◆ **Aufgaben**:
1. Beantworte anhand des folgenden Artikels über Ruben Querinjean diese Fragen:
(a) Wie groß ist Ruben Querinjean?
(b) In welcher Stadt fand die Cross-EM statt, bei der er Bronze gewann?
(c) In welchem Stadion feiert er sein Olympia-Debüt?
2. Schreib den folgenden Artikel über Ruben Querinjean nach seinem letzten Satz weiter.

◆ **Textauszug**:
..........
Leichtathletik / Ruben Querinjean ist der Shootingstar im Team Lëtzebuerg
Rote Haare, Schnurrbart und eine stolze Körpergröße von 1,93 Metern: Ruben Querinjean fällt auf und ist die Überraschung im Team Lëtzebuerg. Noch im Februar hatte der Leichtathlet eigentlich gar nicht mehr damit gerechnet, dass er im Sommer seine Tasche für Paris packen würde. Dass sich sein olympischer Traum doch noch erfüllt, hat der 22-Jährige einer Menge Ehrgeiz zu verdanken. Denn in den letzten anderthalb Jahren musste er viele Hürden überwinden.
Ein erstes Mal machte Ruben Querinjean in Luxemburg im Dezember 2021 von sich reden, bis dahin dürfte er vor allem den Leichtathletik-Insidern ein Begriff gewesen sein. Dann kam jedoch die Cross-EM in Dublin, bei der er als jüngster Teilnehmer im Feld der U23 die Bronzemedaille gewann. Es war ein erster großer Paukenschlag in der Disziplin, die er bis heute eigentlich noch immer am liebsten mag. Doch schon damals betonte der FLA-Athlet, dass er in den kommenden Jahren seinen Fokus mehr und mehr auch auf die 3.000 Meter Hindernis legen würde. Schon allein wegen seiner Statur wurde dem schlaksigen Athleten hierfür ein gewisses Talent vorausgesagt. Eine Disziplin, die in Luxemburg bis dahin allerdings eher ein Schattendasein führte. „Ich glaube, jeder hat schon irgendwo mindestens eine Aufnahme von einem Sturz bei einem Steeple-Rennen gesehen. Ich bin mir aber nicht sicher, ob viele überhaupt schon ein ganzes Rennen verfolgt haben“, gibt der 22-Jährige mit einem Lachen zu und hofft, dass sich das in Zukunft ändern wird. Vor allem am Montagabend, denn dann wird Querinjean genau in dieser Disziplin im Stade de France sein Olympia-Debüt feiern.
..........
Zeigeeinträge zu beschrifteten Objekten
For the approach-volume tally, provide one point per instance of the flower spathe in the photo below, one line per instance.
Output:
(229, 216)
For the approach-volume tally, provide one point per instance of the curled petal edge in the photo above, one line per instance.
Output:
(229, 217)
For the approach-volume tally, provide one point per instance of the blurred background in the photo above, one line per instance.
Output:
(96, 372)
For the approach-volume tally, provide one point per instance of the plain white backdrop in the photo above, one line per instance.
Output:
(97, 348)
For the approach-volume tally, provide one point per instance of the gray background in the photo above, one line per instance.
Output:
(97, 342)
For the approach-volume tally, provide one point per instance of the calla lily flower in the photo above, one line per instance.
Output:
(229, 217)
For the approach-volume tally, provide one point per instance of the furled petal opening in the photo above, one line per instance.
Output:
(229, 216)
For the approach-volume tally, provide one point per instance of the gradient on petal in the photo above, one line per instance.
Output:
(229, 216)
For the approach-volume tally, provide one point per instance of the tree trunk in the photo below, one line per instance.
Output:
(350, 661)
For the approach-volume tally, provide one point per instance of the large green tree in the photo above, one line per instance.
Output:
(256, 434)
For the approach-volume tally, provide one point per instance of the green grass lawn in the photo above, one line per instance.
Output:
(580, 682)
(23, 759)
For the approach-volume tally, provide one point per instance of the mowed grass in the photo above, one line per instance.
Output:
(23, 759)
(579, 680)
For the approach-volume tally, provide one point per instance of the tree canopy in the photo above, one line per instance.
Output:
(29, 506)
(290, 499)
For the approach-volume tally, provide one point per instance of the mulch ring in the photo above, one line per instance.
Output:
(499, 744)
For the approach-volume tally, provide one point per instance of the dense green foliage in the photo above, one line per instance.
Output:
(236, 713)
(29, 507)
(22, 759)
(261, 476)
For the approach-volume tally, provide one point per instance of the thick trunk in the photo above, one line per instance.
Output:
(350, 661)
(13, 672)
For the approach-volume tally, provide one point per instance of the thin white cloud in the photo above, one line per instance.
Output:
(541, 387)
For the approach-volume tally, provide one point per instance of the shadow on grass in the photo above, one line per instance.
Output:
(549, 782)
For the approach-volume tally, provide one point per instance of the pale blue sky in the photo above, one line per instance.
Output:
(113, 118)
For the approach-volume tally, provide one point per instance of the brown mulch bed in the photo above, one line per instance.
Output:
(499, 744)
..........
◆ **Lösungen**:
1.
(a) 1,93 Meter.
(b) In Dublin.
(c) Im Stade de France.

2.
Anderthalb frustrierende Jahre
Dass der junge Athlet sich bereits in Paris mit den besten Hindernis-Läufern der Welt messen wird, hat er dabei einem erstaunlichen Entwicklungssprung in den letzten Monaten zu verdanken. Noch zu Beginn des Jahres war der FLA-Läufer weit von Olympia weg, wurde er anderthalb Jahre lang von einer wahren Verletzungsmisere heimgesucht: Riss des Quadrizeps, der gleich zweimal wieder aufbrach, Ermüdungsbruch des Kreuzbeins und schließlich ein Ermüdungsbruch im Schienbein. Eine schmerzhafte Liste, die ihm die Teilnahme an Wettkämpfen lange Zeit nicht ermöglichte. „Es war frustrierend, jedes Mal, wenn ich wieder angefangen habe zu trainieren, habe ich mich wieder verletzt.“ Dennoch hat diese Leidenszeit ihn auch in irgendeiner Weise weitergebracht, wie er im Nachhinein findet: „Ich habe viel Zeit im Kraftraum verbracht, habe mich körperlich weiterentwickelt.“ Zudem hat er gelernt, besser aufzupassen, auf die Warnsignale des eigenen Körpers zu hören. „Ich habe mich mehr mit dem Thema Ernährung beschäftigt, passe mehr darauf auf, dass ich genug schlafe. Wenn ich Schmerzen habe, suche ich dann auch sofort die entsprechenden Leute auf.“ Seit Februar hatte er damit auch keine Verletzungen mehr, wie er betont.
Damals sagte ich, dass ich Profi-Athlet werden möchte, der zu den Olympischen Spielen fährt. Unglaublich, dass dies nun gerade mal zehn Jahre später Realität wird.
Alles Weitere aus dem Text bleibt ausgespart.